• Work to be completed:
Repeat the whole listing below, word for word.

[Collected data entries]
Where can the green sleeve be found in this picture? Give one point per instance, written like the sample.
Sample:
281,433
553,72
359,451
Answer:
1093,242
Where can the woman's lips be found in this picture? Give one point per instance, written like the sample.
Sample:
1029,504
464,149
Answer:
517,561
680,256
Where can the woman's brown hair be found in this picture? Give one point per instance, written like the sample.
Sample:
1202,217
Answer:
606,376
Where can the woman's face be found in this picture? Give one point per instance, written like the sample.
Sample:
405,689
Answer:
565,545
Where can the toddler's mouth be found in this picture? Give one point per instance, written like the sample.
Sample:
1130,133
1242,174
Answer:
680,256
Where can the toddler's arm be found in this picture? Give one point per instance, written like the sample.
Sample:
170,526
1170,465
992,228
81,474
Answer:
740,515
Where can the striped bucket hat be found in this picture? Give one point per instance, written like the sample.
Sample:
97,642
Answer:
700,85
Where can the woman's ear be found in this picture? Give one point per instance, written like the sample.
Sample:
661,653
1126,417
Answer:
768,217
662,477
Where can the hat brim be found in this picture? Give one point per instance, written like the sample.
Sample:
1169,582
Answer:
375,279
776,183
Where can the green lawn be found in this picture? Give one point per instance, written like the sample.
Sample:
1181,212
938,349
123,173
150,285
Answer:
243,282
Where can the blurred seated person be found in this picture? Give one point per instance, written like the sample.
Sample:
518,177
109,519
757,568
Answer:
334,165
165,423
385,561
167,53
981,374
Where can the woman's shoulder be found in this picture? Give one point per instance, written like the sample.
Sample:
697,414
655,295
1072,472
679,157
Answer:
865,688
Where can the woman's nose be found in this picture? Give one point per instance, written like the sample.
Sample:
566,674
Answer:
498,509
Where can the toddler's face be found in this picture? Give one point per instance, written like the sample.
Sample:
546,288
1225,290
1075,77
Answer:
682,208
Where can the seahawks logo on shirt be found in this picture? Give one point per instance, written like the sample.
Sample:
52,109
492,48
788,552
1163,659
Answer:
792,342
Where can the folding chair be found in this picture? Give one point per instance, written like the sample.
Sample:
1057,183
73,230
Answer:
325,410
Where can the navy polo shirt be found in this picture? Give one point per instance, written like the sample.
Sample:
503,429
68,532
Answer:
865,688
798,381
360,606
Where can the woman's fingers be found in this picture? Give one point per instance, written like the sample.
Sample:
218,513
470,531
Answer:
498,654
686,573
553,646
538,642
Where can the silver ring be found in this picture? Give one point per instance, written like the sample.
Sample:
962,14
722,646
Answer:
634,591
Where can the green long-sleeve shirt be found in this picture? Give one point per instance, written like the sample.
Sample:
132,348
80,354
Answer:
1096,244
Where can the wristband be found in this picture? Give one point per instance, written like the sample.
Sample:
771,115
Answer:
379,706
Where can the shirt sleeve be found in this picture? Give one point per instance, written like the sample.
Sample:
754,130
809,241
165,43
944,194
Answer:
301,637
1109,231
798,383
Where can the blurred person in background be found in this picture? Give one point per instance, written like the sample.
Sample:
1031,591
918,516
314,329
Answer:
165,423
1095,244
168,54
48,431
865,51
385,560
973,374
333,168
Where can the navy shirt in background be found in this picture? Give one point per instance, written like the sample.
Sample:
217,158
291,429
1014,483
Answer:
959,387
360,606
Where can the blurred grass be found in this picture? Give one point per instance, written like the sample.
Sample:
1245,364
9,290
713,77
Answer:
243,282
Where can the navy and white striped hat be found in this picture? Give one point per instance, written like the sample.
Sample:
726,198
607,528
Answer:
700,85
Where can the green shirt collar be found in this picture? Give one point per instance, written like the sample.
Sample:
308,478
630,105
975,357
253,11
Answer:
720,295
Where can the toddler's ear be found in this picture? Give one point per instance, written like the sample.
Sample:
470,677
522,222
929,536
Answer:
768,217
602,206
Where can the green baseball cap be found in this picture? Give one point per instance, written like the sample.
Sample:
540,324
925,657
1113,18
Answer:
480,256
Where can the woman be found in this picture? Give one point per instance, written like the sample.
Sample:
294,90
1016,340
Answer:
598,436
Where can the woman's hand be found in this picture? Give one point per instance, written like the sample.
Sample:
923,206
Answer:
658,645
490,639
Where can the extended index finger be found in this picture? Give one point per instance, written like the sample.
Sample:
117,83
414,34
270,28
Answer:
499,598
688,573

• Output of the task:
Where can the green sleeve be found in this picture? Give one point per instance, written like the sample.
Sample:
281,433
553,72
359,451
Answer:
1093,242
Where can the woman's lips be found in this picture? Give one point per instance, written like the sample.
Sample:
1029,504
464,149
Answer:
517,561
680,256
Where can the woman's brown hair be found in this picture? Give one point per instance, written like the sample.
Sample:
1202,217
Answer:
606,376
Where can the woman's face be found in this picture? Give one point per instance, written like the sample.
Sample:
405,689
Answer:
565,545
Where can the toddler's mouth be found in this picture? Give one point per instance, written like the sample.
Sample:
1130,133
1242,174
Answer:
680,256
Where can the toddler's arm be found in this picture? Give one point per instance, written like the sample.
Sample:
170,526
1170,465
992,228
81,474
Answer:
740,515
Where can the striped bucket hat be found in this picture? Give one point per instance, written like the sample.
Sample:
97,642
Answer:
700,85
Where can the woman's ear be found in this picture? Give one point per instance, written like the sample.
Sample:
661,653
1126,417
Answer:
768,217
662,477
Where can the hat brim be found in this picture? Give one point per instance, written like the sample.
Sample:
1169,582
Answer:
375,279
776,183
Where can the green lawn be found in this picture? Give one point per instance, written like the sample.
Sample:
1181,212
938,349
123,173
150,285
Answer:
243,282
Where can the blurred seated person be found in this picture? Give one point per instance, written like the sample.
Sample:
518,177
109,519
757,568
Answer:
334,165
165,423
385,561
167,53
981,374
Where can the woman's shoulder be found in this picture? Give one point per instance, written like the sample.
Sample:
697,414
655,295
1072,472
679,157
Answer:
865,688
Where can the woman's nose be found in this picture? Give one point per instance, written like the sample.
Sample:
566,674
Answer:
498,509
Where can the toddler's face be found in this picture? Give one point per instance, written like the sample.
Sample:
546,288
1225,290
1075,77
Answer:
682,208
Where can the seahawks logo on shirt be found in this picture? Give one point per instance, written like the sample.
Sample:
52,109
492,48
788,552
1163,659
Answer:
792,342
Where can the folding chair be found in this picture? Give one point per instance, written like the sample.
Sample:
1057,183
73,230
Answer:
325,410
Where can the navy polo shirt be found in this picture? Give one point per instance, written like the sample.
Sample:
503,429
68,532
Answer:
865,688
798,381
360,606
Where can the woman's fingers be found in this picture? Give one point per instance, written like the sample.
Sample:
218,513
470,531
Answer:
498,654
686,573
553,646
538,642
Where can the silver ring be found in this picture? Give one point per instance, written like the sample.
Sample:
962,14
722,646
Answer:
634,591
Where can the green long-sleeve shirt be found in this picture? Give one point per instance, written like the sample.
Sample:
132,348
80,354
Answer:
1096,244
Where can the wristband be found in this picture? Give one point per instance, written like the sample.
Sample:
771,115
Answer:
379,706
Where can the shirt sleeve be found in this picture? Give one point per instance, written like the sample.
Sample:
754,130
809,241
165,43
944,194
Answer:
301,637
1109,231
798,383
Where can the blurred person in background be found in this picture? Give one point per instance, written like the sample.
Sample:
1031,591
918,516
314,329
Answer:
165,423
1095,244
168,54
48,431
865,51
385,560
973,374
333,168
Where can the navy shirt in background be found in this picture? Give one point per instance, written like the sample.
Sample:
217,158
291,429
1014,483
Answer:
959,387
360,606
Where can the blurred grass be found in this picture? Give one point per instance, written like the sample.
Sample:
1245,364
9,290
713,77
Answer:
243,282
Where can the navy and white striped hat be found in this picture? Give one point per instance, written like the sample.
Sample:
726,198
607,528
Answer:
700,85
Where can the green shirt collar be found in this picture? Give one point per instance, written like the sample.
Sample:
308,478
630,105
975,357
253,11
Answer:
720,295
Where can the toddler's ear be found in this picture? Give one point per instance, written like the sample.
Sample:
470,677
522,222
929,536
Answer:
768,217
602,206
Where can the green baseball cap be found in this picture? Give one point per instance, written like the sample.
Sample:
540,324
925,657
1113,18
Answer:
480,256
Where can the woman be found in this picture? Give one point per instance, written like the sample.
Sample:
294,90
1016,340
Answer:
598,436
Where can the woman's hand be found in this picture? Give one point per instance, written like the sample.
Sample:
923,206
Answer:
658,645
490,639
Where can the extended index finger be found in this picture? Give one point per instance, written like the sample.
Sample:
117,83
414,34
270,28
Answer:
499,598
688,573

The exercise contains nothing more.